Angioplasty, with or without vascular stenting, is a minimally invasive procedure performed to improve blood flow in the body’s arteries and veins and is usually performed in an interventional radiology suite.
In an angioplasty procedure, imaging techniques (typically fluoroscopy) are used to guide a balloon-tipped catheter, a long, thin plastic tube, into an artery or vein and advance it to where the vessel is narrow or blocked. The balloon is then inflated to open the vessel, deflated and removed.
During angioplasty, a small wire mesh tube called a stent may be permanently placed in the newly opened artery or vein to help it remain open. There are two types of stents: bare stents (wire mesh) and covered stents (also commonly called stent grafts).
Angioplasty with or without vascular stenting is commonly used to treat conditions that involve a narrowing or blockage of arteries or veins throughout the body, including:
- Narrowing of large arteries (aorta and its branches) due to atherosclerosis
- Venous narrowing involving the central veins (in the chest, abdomen or pelvis). In some cases, stenting of the narrowed vein is also needed.
- Narrowing in dialysis fistula or grafts. When there is decreased flow in the graft or fistula making it inadequate for dialysis, angioplasty is generally the first line of treatment. Stenting or stent grafting may also be needed in some cases.
- Renal Vascular Hypertension: high blood pressure caused by a narrowing of the kidney arteries. Angioplasty with stenting is a commonly used method to open one or both of the arteries that supply blood to the kidneys. Treating renal arterial narrowing is also performed in some patients to protect or improve the kidney function.
- Carotid Artery Stenosis: a narrowing of the neck arteries supplying blood to the brain.
- Peripheral Artery Disease (PAD)
- Coronary Artery Disease
This procedure is often done on an outpatient basis. However, some patients may require admission following the procedure. Please consult with your physician as to whether or not you will be admitted.
A very small skin incision is made at the site. A sheath is first inserted into the artery, or vein, if the narrowed blood vessel is a vein.
Guided by x-rays, the catheter is then inserted through the skin and maneuvered through the artery until it reaches the site of the blockage. Once the catheter is in place, contrast material will be injected into the artery and an angiogram will be taken of the blocked artery to help identify the site of the blockage.

- **Brief 1**
In the angioplasty text, what are the two types of stents?
- **Brief 2**
Pick up the angioplasty text after its final sentence and keep writing in the same style.

- **Provided records**
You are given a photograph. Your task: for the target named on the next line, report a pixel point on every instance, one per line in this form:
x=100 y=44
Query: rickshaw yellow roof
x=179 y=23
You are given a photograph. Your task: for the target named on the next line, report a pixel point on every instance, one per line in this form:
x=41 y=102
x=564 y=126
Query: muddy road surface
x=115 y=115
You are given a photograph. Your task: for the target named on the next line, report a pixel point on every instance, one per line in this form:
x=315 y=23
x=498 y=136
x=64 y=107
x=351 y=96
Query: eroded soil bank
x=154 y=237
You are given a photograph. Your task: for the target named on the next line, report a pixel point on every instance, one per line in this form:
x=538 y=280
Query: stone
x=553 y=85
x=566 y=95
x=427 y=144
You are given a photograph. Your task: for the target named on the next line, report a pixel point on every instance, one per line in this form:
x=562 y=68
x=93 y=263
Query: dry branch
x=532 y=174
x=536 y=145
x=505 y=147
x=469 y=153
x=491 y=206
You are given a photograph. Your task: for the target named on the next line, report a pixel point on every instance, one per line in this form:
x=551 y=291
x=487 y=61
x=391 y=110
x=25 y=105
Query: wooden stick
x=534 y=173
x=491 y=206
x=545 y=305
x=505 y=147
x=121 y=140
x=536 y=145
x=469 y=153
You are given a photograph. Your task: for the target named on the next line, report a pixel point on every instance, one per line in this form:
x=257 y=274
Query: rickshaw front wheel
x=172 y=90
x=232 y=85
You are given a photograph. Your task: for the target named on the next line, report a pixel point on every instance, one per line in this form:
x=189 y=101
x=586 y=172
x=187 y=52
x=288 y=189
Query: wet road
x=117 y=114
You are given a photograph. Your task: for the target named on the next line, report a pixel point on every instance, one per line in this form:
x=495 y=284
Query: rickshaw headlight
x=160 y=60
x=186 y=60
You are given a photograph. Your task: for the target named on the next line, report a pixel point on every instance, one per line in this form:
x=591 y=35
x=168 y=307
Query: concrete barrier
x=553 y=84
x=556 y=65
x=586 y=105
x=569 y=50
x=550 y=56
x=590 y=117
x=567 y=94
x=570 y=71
---
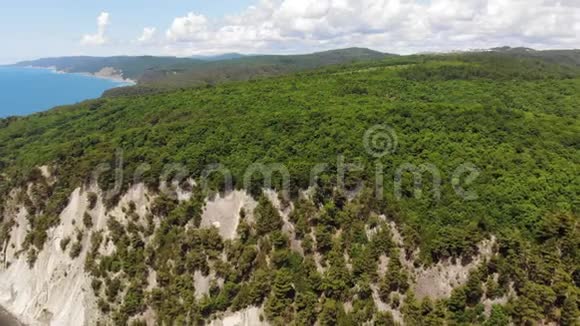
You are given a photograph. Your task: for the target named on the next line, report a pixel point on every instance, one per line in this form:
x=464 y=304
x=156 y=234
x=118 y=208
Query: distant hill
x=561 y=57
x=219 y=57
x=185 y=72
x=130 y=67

- **Task response 1**
Bare stents (wire mesh) and covered stents, also commonly called stent grafts.

- **Task response 2**
With x-ray guidance, a guide wire will then be moved to the site, followed by the balloon-tipped catheter. Once it reaches the blockage, the balloon will be inflated for a short period of time. The same site may be repeatedly treated or the balloon may be moved to other sites.
Additional x-rays will be taken to determine how much the blood flow has improved. When your physician is satisfied that the artery has been opened enough, the balloon catheter, the guide wire and catheter will be removed.
Many angioplasty procedures also include the placement of a stent, a small, flexible tube made of plastic or wire mesh to support the damaged artery walls. Stents can be self-expandable (opens up itself upon deployment) or balloon expandable (balloon needed to open the stent). Balloon expandable stents are typically placed over a balloon-tipped catheter so that when the balloon is expanded, it pushes the stent in place against the artery wall. When the balloon is deflated and removed, the stent remains permanently in place, acting like a scaffold for the artery. Self-expandable stents are easy to deploy, but may require additional angioplasty with balloon to obtain satisfactory dilation (opening) of the diseased vessel.
Drug-coated (also called drug-eluting) stents have recently been approved for clinical use by the U.S. Food and Drug Administration (FDA). These stents are coated with a medication that is slowly released to help keep the blood vessel from re-narrowing, a condition called restenosis.
At the end of the procedure, the catheter will be removed and pressure will be applied to stop any bleeding. The opening in the skin is then covered with a dressing. No sutures are needed.
The length of the procedure varies depending on the time spent evaluating the vascular system prior to any therapy, as well as the complexity of the treatment.